── Given data

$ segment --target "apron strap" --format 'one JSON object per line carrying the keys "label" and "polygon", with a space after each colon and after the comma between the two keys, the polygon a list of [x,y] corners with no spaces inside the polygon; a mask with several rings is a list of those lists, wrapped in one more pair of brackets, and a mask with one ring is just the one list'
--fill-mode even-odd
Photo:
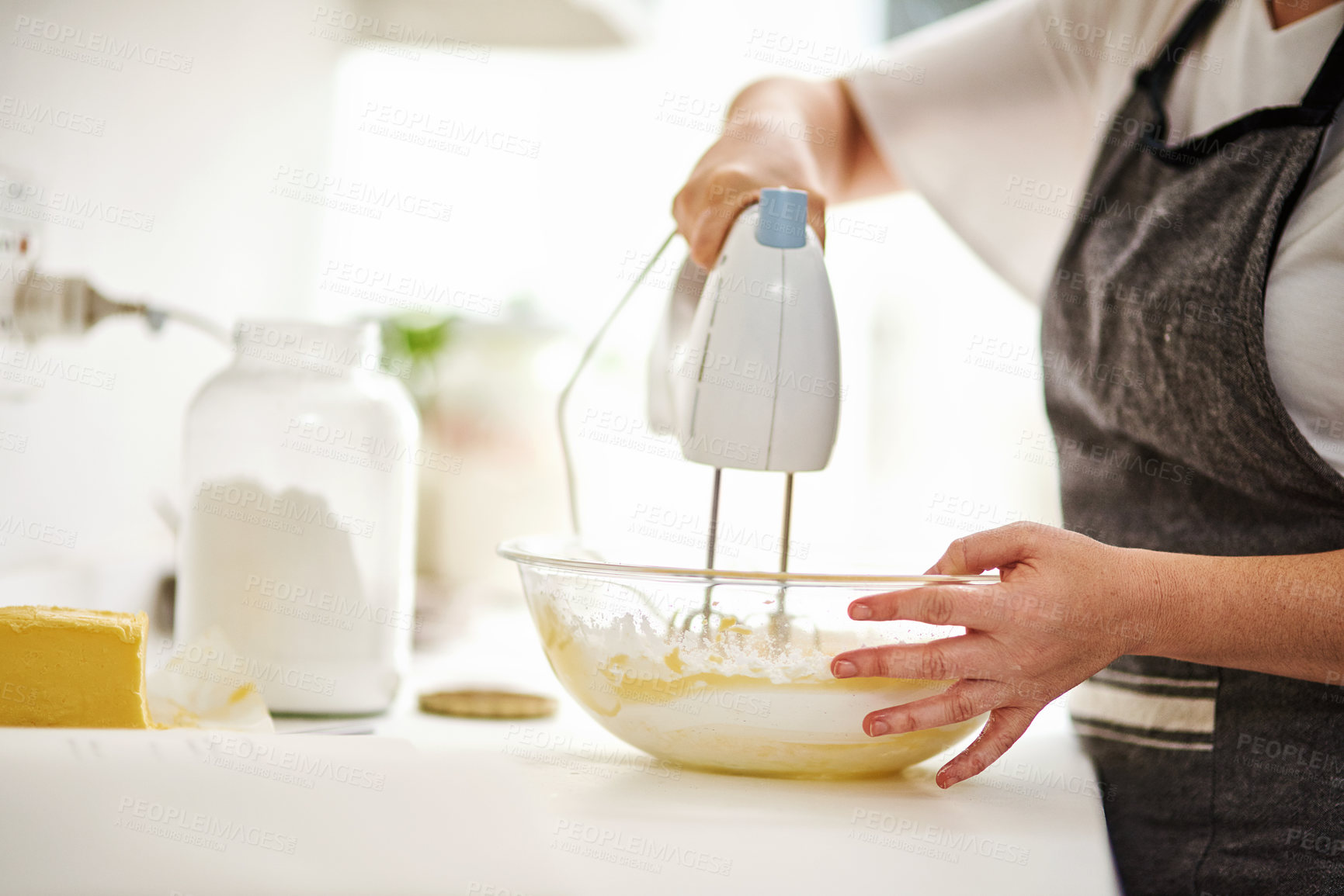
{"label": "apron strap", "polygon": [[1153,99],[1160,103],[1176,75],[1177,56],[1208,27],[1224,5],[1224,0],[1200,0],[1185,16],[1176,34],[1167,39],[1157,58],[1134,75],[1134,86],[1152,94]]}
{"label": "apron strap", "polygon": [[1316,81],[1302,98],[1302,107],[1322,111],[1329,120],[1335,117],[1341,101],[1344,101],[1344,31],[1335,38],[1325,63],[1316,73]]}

────

• [Requirements]:
Could you copy every row above word for word, leaving out the pictures?

• [Task response]:
$ segment --target "apron strap" --format 'one JSON object per line carrying the keys "label" and "polygon", with a space after each colon and after the comma between the two keys, the polygon a list of [x,y] corners with no spaces inside the polygon; a mask with several rings is a list of those lists, wrapped in one more pair of brackets, and a mask with one ring is just the one list'
--fill-mode even-odd
Photo:
{"label": "apron strap", "polygon": [[1153,99],[1160,103],[1176,75],[1177,56],[1208,27],[1224,5],[1224,0],[1200,0],[1185,16],[1176,34],[1167,39],[1157,58],[1134,75],[1134,86],[1152,94]]}
{"label": "apron strap", "polygon": [[1316,81],[1302,98],[1302,107],[1322,111],[1329,120],[1335,117],[1341,101],[1344,101],[1344,31],[1335,38],[1325,63],[1316,73]]}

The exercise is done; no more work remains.